- [Actions demandées]
[a] Dans le texte sur le bassin du Congo, quelle est la superficie du parc de Ntokou-Pikounda ?
[b] Prolongez le texte sur le bassin du Congo en reprenant juste après sa dernière phrase.

- [Texte de la page]
═══

Le second poumon de la planète sous haute surveillance écologique
Longtemps perçu comme l’immense coulisse verdoyante de l’Afrique centrale, le bassin du Congo est désormais au centre des attentions planétaires. Ses 200 millions d’hectares de forêts tropicales stockent chaque année des milliards de tonnes de carbone, modèrent les régimes pluviométriques et abritent près de 10 % de la biodiversité mondiale. Pour les climatologues, il s’agit du « second poumon de la planète », derrière l’Amazonie. Ce capital naturel confère au Congo-Brazzaville une responsabilité particulière et, partant, un rôle diplomatique croissant dans les négociations climatiques.
Denis Sassou Nguesso, architecte d’un cadre légal de longue haleine
Dès 1981, le chef de l’État instituait la Journée nationale de l’arbre, préfigurant l’ancrage d’une conscience écologique dans la mémoire collective. Quatre décennies plus tard, cette vision s’est traduite par un corpus juridique dense : Code forestier revisité, Plan national de développement 2018-2022 intégrant des cibles bas-carbone, puis feuille de route 2021-2030 qui articule conservation, valorisation des ressources et diversification économique. Pour le président Sassou Nguesso, « la forêt ne doit pas seulement être protégée, elle doit surtout être gérée dans l’intérêt de nos populations et du climat mondial », confiait-il à la presse lors du dernier Forum de Brazzaville sur l’économie verte.
Des aires protégées de nouvelle génération pour sanctuariser la biodiversité
Sous la houlette de la ministre de l’Environnement, Arlette Soudan-Nonault, le pays a porté la superficie des zones protégées à près de 13 % du territoire. L’exemple emblématique reste le parc de Ntokou-Pikounda : 4 572 km² de forêts primaires où gorilles, éléphants de forêt et cercopithèques circulent librement sous l’œil d’éco-garde formés aux standards internationaux. Les nouvelles concessions de conservation privilégient l’approche « paysage intégral » : couloirs écologiques, participation des villages riverains et mécanismes de partage des bénéfices tirés du tourisme scientifique, encore balbutiant mais prometteur.
REDD+, reboisement et agroforesterie : la finance climatique à l’échelle des villages
Le dispositif REDD+ s’est imposé comme l’un des leviers financiers majeurs pour récompenser les efforts de lutte contre la déforestation. L’accord conclu avec l’Initiative pour la forêt d’Afrique centrale garantit 65 millions de dollars, orientés vers le renforcement de la gouvernance locale et le développement d’activités sobres en carbone. À Bambou-Mingali, au nord de Brazzaville, 60 hectares d’acacias enrichissent désormais un sol épuisé par des cultures itinérantes. « La forêt redevient un capital productif », résume Françoise Joly, conseillère spéciale chargée de la stratégie internationale, soulignant que chaque plant nouvellement mis en terre représente une obligation de résultat environnemental suivie par satellite.

═══

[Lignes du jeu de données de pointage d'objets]
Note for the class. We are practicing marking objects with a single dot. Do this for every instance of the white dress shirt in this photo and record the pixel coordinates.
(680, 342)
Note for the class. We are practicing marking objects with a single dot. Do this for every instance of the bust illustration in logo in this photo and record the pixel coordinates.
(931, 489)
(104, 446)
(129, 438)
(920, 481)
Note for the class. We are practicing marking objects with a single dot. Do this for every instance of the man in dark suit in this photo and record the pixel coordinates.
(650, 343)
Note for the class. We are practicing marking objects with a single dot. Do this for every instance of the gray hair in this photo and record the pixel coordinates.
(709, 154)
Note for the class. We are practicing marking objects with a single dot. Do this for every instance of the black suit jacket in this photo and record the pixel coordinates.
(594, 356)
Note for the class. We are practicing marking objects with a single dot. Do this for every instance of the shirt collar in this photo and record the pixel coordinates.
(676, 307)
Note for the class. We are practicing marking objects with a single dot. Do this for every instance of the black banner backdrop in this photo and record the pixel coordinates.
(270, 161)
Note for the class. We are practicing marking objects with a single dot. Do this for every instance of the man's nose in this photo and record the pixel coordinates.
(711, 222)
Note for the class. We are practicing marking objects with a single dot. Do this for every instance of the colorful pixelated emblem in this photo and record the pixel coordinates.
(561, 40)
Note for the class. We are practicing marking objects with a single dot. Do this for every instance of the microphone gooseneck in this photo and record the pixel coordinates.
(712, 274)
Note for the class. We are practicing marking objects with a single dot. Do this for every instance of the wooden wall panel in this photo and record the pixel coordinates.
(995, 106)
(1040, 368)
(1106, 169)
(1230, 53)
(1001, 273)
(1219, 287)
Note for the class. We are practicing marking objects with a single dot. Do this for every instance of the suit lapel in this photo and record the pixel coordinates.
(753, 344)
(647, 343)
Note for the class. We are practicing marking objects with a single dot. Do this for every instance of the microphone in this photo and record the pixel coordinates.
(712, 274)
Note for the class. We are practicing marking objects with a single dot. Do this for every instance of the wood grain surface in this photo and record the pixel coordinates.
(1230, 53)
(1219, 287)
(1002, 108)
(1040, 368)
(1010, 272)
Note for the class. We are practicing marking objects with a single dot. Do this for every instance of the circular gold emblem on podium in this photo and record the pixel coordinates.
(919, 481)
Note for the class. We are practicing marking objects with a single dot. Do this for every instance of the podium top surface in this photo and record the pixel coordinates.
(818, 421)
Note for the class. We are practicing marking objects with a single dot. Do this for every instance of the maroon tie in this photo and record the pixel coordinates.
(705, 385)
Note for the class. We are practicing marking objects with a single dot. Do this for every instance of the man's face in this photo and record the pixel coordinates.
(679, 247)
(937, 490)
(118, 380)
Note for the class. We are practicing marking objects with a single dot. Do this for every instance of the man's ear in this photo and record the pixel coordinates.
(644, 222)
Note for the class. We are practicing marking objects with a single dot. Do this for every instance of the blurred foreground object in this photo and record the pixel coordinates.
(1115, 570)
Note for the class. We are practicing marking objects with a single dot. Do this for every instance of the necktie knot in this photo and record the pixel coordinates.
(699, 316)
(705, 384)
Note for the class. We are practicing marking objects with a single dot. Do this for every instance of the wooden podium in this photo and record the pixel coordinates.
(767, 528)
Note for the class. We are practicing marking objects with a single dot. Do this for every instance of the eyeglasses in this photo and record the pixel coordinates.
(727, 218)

═══

- [Résultats par tâche]
[a] Le parc de Ntokou-Pikounda couvre 4 572 km² de forêts primaires.

[b]
Le Sommet des trois bassins, pivot d’une diplomatie verte désormais globale
En octobre 2023, Brazzaville accueillait les représentants d’Amérique du Sud et d’Asie du Sud-Est pour acter une coalition inédite entre Amazonie, Congo et Bornéo-Mékong. La rencontre, saluée par António Guterres pour « son potentiel à inverser la courbe des émissions », a posé les jalons d’un axe Sud-Sud musclé autour de la valorisation des services écosystémiques. Le communiqué final, endossé par les présidents Lula da Silva et Denis Sassou Nguesso, engage les trois bassins à coordonner la commercialisation des crédits carbone et à mutualiser les données satellitaires de surveillance forestière.
Mobilisation citoyenne et inclusion des femmes, clefs de voûte de la résilience rurale
Au-delà des conférences internationales, la réussite congolaise se mesure à l’échelle des communautés. Dans la Sangha, des coopératives féminines transforment désormais les noix d’Irvingia en beurre cosmétique exporté vers Libreville et Douala, générant un revenu additionnel qui réduit la pression sur la faune. L’ONG locale Action Verte forme les jeunes à la cartographie participative ; munis de smartphones, ils géolocalisent les coupes illégales, informations transmises ensuite aux autorités forestières. « C’est notre forêt, nous en sommes désormais les premiers gardiens », insiste Nadège Okandza, animatrice communautaire.
De Brazzaville à la CIAR 2024 : la Décennie mondiale d’afforestation prend racine
Du 2 au 5 juillet 2024, la Conférence internationale d’afforestation et de reboisement a installé Brazzaville comme épicentre d’un engagement collectif pour planter un milliard d’arbres d’ici 2033. Sur le terrain, le Programme national d’afforestation et reboisement a déjà dépassé la barre symbolique de cinquante mille plants mis en terre en deux jours. Le secteur privé suit : la Banque postale du Congo a adopté la politique « Un agent, une action verte » et finance des parcelles agroforestières associant acacia, manioc et niébé, modèle salué par la FAO pour son efficacité hydrique.
Partenariats structurants et perspective économique d’une économie carbone compétitive
L’équation congolaise est économique autant qu’écologique. Les financements du Fonds pour l’environnement mondial et de la Banque mondiale soutiennent l’émergence de filières bois-énergie certifiées, tandis que la coopération technique avec la France et la Norvège digitalise l’inventaire forestier. Le ministère des Finances planche sur un marché domestique du carbone, adossé au cadre réglementaire régional de la CEMAC, dans l’objectif d’attirer les investisseurs soucieux de verdir leur portefeuille. Selon le cabinet Ernest & Young Africa, la valeur potentielle des actifs carbone congolais pourrait dépasser trois milliards de dollars à l’horizon 2030.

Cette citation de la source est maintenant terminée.